Task statement
Count the lines in the items below that contain the string "brick", matching case exactly. Reply with the number alone.

Material provided

-- Begin --

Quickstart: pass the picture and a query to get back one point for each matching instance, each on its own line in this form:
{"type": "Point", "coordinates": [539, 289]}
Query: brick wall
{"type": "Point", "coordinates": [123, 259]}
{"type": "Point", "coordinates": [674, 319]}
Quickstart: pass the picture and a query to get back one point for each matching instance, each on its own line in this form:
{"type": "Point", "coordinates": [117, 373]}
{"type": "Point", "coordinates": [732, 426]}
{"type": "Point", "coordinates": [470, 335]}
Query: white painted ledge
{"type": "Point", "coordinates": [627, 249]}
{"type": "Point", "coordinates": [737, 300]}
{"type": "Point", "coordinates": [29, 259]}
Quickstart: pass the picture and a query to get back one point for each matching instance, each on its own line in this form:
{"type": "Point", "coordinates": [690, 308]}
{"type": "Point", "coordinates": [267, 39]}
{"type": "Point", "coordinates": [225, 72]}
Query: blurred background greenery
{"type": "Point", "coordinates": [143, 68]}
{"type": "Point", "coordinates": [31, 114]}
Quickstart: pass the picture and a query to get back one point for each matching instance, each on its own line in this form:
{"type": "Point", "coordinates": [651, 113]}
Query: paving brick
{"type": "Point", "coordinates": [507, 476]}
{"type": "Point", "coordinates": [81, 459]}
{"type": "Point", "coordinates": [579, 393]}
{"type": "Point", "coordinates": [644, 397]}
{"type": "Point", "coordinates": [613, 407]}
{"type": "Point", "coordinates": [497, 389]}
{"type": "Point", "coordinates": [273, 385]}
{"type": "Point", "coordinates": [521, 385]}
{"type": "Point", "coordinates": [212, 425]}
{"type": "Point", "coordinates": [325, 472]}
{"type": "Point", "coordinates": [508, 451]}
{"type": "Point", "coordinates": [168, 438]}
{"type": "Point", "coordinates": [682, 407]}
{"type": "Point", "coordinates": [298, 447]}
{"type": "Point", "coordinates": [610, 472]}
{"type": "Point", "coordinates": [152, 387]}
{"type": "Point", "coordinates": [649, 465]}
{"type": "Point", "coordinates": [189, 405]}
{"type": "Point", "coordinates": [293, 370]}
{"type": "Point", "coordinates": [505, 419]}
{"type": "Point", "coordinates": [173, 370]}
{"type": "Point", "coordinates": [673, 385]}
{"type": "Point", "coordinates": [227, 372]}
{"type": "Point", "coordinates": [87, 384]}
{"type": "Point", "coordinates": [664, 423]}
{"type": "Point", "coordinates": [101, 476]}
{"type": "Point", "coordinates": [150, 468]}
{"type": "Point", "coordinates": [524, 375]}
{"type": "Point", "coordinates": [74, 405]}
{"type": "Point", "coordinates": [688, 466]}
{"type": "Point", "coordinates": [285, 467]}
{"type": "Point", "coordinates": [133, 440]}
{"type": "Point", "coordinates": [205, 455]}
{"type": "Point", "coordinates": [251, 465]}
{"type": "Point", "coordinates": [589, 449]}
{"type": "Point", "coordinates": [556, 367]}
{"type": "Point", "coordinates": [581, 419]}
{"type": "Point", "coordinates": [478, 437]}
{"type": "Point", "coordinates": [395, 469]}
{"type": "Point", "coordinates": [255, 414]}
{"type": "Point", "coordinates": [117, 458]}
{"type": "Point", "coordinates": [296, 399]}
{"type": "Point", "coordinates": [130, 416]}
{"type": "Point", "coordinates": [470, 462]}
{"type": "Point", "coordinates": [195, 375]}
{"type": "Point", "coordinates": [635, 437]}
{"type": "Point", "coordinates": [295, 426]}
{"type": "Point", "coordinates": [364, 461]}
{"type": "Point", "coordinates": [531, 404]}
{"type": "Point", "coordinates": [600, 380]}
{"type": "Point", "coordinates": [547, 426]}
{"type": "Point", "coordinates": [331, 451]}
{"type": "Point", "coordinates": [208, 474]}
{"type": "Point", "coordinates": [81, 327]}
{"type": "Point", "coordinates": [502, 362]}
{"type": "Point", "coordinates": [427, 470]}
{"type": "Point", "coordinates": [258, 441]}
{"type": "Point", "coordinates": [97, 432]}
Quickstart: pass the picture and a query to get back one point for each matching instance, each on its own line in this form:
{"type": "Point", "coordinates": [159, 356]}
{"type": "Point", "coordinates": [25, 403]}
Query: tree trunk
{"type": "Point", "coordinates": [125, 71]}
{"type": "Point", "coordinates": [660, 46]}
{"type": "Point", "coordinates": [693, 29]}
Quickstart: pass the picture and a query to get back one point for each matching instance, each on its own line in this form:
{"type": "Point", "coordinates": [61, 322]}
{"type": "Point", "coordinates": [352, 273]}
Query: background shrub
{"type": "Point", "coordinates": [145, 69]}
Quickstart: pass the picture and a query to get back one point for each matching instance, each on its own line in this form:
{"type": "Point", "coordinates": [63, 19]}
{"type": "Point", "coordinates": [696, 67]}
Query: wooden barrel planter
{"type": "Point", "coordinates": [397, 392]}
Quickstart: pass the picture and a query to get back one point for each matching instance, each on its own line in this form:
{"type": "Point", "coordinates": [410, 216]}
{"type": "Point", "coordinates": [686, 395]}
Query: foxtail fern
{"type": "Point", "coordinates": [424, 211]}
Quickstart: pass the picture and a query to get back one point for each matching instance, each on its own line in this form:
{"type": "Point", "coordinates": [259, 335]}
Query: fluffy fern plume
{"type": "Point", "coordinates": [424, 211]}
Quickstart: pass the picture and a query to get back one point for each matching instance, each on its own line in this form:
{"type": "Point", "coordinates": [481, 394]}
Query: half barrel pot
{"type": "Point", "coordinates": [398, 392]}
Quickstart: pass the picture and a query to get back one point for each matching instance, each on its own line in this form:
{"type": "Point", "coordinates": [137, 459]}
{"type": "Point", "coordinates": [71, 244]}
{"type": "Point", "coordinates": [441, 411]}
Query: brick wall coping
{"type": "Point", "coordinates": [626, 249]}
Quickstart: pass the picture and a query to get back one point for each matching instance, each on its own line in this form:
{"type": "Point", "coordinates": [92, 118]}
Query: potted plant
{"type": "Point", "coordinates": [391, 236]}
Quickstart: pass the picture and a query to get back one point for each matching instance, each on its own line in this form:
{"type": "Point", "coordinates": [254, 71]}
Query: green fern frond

-- End --

Worked solution
3